— START Data in this exercise —

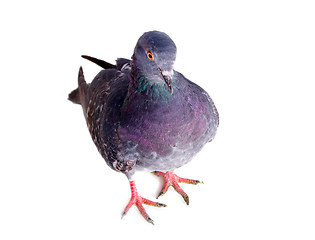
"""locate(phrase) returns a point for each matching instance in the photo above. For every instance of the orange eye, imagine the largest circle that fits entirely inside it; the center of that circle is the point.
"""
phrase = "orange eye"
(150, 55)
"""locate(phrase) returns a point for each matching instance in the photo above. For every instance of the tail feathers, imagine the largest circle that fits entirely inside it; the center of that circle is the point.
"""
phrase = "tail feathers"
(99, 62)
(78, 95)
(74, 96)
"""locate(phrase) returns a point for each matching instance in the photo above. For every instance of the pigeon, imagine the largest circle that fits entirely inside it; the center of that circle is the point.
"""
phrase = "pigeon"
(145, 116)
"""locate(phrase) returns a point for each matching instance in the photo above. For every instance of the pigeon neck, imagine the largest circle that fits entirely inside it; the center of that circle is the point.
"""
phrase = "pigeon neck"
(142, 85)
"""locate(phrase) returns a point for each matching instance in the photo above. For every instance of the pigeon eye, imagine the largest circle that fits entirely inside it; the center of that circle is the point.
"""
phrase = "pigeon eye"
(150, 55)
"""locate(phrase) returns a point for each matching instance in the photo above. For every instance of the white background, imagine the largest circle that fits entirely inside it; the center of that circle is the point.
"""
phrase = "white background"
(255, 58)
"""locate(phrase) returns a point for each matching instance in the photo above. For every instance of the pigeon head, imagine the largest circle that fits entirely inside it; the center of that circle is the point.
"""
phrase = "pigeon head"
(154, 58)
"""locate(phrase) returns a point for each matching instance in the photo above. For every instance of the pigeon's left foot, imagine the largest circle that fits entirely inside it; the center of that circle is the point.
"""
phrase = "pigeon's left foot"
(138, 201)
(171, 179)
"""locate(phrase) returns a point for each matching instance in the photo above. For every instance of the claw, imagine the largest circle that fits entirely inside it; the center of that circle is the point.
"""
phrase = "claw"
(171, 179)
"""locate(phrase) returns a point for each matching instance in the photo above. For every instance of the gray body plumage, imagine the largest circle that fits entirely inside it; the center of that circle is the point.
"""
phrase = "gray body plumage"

— END Data in this exercise —

• **Exercise brief**: Convert all the records above into a JSON list of strings with one string per line, omitting blank lines and leaving the pictures out.

• **Result**:
[
  "\"\"\"locate(phrase) returns a point for each matching instance in the photo above. For every instance of the orange eye, imagine the largest circle that fits entirely inside it; the center of that circle is the point.",
  "\"\"\"",
  "phrase = \"orange eye\"",
  "(150, 55)",
  "\"\"\"locate(phrase) returns a point for each matching instance in the photo above. For every instance of the tail feathers, imagine the largest circle that fits entirely inside it; the center of that circle is the point.",
  "\"\"\"",
  "phrase = \"tail feathers\"",
  "(99, 62)",
  "(78, 95)",
  "(74, 96)",
  "\"\"\"locate(phrase) returns a point for each matching instance in the photo above. For every instance of the pigeon, imagine the largest circle that fits entirely inside it; the center of that circle is the point.",
  "\"\"\"",
  "phrase = \"pigeon\"",
  "(145, 116)",
  "\"\"\"locate(phrase) returns a point for each matching instance in the photo above. For every instance of the pigeon neck, imagine the largest circle that fits entirely inside it; the center of that circle is the point.",
  "\"\"\"",
  "phrase = \"pigeon neck\"",
  "(142, 85)",
  "\"\"\"locate(phrase) returns a point for each matching instance in the photo above. For every instance of the pigeon eye, imagine the largest circle that fits entirely inside it; the center of that circle is the point.",
  "\"\"\"",
  "phrase = \"pigeon eye\"",
  "(150, 55)",
  "\"\"\"locate(phrase) returns a point for each matching instance in the photo above. For every instance of the white background, imagine the largest circle that fits entirely inside it; the center of that circle is the point.",
  "\"\"\"",
  "phrase = \"white background\"",
  "(255, 58)",
  "\"\"\"locate(phrase) returns a point for each matching instance in the photo above. For every instance of the pigeon head, imagine the largest circle that fits entirely inside it; the center of that circle is the point.",
  "\"\"\"",
  "phrase = \"pigeon head\"",
  "(154, 58)",
  "\"\"\"locate(phrase) returns a point for each matching instance in the photo above. For every instance of the pigeon's left foot, imagine the largest circle that fits entirely inside it; the center of that circle is the point.",
  "\"\"\"",
  "phrase = \"pigeon's left foot\"",
  "(138, 201)",
  "(171, 179)",
  "\"\"\"locate(phrase) returns a point for each matching instance in the photo above. For every instance of the claw, imagine the largest circle that fits entirely inside it; the center of that circle is the point.",
  "\"\"\"",
  "phrase = \"claw\"",
  "(171, 179)",
  "\"\"\"locate(phrase) returns a point for each matching instance in the photo above. For every instance of the gray body plumage, imagine the largest circle that fits entirely inside it; the center of that circle is the point.",
  "\"\"\"",
  "phrase = \"gray body plumage\""
]